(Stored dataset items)
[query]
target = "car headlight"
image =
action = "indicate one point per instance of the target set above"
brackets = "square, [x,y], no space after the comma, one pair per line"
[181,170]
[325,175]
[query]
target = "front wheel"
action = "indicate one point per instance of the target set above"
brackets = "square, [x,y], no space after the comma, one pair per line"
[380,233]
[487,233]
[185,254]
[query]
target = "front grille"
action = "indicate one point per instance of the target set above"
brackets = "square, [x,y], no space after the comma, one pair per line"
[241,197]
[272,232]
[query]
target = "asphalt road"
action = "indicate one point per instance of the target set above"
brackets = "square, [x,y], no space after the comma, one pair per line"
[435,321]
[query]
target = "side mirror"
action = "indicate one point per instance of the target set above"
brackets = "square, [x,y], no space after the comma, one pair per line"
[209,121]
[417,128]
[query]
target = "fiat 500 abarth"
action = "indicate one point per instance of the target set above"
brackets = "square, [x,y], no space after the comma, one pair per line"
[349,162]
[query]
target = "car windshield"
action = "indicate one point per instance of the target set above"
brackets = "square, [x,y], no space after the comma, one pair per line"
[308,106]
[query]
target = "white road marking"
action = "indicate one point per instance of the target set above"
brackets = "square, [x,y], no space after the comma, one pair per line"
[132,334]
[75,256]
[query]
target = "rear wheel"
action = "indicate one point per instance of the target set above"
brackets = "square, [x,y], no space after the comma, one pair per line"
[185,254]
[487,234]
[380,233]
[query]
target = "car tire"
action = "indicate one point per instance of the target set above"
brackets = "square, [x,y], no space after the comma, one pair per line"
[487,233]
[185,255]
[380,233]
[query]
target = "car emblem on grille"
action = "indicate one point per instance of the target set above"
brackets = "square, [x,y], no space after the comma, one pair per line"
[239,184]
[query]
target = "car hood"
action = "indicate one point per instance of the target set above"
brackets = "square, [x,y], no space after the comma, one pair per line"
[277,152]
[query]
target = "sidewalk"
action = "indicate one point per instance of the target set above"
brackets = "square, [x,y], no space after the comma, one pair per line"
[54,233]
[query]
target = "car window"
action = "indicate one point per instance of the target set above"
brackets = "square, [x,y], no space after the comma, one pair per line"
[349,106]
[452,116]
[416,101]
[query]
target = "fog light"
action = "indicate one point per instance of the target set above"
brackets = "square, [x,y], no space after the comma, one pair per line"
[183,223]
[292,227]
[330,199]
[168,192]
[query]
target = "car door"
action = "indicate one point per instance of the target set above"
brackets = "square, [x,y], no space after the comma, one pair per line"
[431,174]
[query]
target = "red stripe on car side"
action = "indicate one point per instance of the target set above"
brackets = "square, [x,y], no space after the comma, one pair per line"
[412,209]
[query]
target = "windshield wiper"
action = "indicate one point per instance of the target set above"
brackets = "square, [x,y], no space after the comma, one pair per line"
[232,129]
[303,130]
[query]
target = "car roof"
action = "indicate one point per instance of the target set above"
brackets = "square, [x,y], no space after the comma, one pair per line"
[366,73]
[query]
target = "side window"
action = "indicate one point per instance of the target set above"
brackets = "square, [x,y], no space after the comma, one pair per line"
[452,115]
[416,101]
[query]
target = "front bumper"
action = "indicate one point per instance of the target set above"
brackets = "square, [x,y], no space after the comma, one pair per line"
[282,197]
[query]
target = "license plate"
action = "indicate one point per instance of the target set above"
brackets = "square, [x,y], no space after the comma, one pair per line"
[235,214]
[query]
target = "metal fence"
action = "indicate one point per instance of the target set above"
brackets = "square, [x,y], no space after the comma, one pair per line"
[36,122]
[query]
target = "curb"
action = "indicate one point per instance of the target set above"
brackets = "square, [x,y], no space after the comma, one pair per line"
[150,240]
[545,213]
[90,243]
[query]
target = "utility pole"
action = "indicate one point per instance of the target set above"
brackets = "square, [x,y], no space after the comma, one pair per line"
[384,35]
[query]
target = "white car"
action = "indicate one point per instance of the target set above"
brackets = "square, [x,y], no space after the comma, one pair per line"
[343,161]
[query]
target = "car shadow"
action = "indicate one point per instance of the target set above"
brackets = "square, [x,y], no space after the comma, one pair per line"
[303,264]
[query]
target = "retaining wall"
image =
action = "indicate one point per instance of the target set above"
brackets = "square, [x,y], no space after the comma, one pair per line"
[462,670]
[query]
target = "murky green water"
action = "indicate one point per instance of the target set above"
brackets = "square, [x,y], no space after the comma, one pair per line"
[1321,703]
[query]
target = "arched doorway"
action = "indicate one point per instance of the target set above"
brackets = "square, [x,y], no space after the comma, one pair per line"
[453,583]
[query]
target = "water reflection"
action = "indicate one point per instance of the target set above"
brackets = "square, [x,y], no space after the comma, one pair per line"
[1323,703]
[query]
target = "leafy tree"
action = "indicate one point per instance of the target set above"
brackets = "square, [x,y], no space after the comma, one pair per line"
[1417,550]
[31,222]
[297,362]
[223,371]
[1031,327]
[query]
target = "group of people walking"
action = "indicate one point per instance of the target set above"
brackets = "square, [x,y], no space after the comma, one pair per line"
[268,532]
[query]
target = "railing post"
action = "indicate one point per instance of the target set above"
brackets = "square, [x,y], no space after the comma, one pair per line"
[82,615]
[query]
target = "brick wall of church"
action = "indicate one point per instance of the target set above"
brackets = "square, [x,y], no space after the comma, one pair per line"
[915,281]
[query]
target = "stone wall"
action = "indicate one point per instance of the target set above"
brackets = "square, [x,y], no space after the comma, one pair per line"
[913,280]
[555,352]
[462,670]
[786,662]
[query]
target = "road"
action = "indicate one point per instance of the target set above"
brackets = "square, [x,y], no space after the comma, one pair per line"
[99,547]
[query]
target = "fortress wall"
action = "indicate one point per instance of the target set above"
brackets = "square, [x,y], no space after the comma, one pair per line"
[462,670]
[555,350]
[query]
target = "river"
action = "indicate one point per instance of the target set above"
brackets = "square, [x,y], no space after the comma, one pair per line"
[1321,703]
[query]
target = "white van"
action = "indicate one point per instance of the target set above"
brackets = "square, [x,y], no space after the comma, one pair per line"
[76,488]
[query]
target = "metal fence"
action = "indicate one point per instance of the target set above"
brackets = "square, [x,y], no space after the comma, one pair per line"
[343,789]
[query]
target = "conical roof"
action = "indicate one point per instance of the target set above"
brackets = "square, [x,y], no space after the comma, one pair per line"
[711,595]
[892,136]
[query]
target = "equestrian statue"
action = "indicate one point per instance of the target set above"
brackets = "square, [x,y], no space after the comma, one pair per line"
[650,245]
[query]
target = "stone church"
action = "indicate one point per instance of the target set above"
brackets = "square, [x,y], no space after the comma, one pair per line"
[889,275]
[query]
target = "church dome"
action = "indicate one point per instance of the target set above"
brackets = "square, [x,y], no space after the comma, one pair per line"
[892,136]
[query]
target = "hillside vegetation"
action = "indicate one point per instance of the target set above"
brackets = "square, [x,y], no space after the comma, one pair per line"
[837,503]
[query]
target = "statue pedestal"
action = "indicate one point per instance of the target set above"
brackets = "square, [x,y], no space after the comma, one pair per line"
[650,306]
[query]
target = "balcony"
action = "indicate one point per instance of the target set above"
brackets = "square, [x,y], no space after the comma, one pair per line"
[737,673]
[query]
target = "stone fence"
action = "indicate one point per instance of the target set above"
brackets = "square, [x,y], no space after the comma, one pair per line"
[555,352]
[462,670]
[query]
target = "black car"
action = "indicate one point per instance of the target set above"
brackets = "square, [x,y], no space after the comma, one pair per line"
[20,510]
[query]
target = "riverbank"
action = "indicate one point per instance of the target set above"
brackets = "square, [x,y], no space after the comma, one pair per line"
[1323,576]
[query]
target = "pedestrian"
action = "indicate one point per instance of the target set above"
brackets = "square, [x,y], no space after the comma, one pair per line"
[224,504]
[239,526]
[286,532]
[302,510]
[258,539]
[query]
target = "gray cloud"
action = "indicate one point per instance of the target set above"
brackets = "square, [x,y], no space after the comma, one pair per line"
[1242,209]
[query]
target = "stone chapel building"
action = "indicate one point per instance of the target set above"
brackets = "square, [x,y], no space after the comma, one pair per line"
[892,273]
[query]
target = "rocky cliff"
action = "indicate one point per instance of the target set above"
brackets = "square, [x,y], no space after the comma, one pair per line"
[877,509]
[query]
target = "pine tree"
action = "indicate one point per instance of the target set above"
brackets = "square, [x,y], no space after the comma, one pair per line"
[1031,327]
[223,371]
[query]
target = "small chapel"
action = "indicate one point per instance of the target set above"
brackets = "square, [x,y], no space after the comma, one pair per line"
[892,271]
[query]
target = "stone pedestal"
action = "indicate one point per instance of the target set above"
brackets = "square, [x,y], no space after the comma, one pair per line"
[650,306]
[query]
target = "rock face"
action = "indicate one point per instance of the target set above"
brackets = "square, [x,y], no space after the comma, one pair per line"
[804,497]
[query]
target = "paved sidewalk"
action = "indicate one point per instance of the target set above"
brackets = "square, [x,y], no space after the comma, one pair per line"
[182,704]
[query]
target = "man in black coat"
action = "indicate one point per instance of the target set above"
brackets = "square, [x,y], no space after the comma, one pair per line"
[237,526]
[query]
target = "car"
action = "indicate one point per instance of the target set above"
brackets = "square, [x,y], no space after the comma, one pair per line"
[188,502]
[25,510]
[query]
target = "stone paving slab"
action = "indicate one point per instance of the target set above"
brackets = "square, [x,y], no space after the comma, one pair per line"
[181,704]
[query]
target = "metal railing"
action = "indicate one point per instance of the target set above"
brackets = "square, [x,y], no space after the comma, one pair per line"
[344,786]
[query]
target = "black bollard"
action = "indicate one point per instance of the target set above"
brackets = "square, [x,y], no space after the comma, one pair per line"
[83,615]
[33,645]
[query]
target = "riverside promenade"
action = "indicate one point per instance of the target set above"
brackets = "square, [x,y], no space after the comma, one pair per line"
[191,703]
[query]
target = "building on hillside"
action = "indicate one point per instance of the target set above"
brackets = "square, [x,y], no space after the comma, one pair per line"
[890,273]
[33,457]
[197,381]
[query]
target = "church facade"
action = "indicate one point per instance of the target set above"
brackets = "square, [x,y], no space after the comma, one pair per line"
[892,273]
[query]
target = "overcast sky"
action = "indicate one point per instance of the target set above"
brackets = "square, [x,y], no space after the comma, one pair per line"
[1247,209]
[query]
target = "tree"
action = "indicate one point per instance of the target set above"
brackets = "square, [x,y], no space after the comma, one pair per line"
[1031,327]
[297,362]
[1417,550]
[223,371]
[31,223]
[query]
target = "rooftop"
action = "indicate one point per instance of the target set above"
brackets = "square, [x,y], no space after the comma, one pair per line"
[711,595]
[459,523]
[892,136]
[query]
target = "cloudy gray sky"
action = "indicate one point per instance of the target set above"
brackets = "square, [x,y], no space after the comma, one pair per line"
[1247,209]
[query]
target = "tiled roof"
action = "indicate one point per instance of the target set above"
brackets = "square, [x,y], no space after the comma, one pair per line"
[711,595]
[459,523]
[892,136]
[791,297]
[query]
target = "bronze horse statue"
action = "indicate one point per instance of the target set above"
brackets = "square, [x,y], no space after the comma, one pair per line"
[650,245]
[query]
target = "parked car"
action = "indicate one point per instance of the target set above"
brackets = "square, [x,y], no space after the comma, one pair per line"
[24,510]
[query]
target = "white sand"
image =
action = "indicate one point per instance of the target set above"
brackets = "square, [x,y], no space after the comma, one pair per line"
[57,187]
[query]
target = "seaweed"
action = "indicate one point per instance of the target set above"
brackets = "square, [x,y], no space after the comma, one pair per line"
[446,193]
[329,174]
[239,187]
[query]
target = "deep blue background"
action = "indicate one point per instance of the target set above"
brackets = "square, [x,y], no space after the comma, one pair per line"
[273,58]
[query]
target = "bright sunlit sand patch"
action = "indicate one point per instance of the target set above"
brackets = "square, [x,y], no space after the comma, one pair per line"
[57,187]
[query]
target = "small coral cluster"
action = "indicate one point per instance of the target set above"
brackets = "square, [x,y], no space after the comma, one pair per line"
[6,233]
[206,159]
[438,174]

* TASK TO CARRY OUT:
Please pull out every line of the data that contains the string "black", treating uppercase and lowercase as different.

* CORRECT OUTPUT:
target = "black car"
target = "man in black coat"
target = "black bollard"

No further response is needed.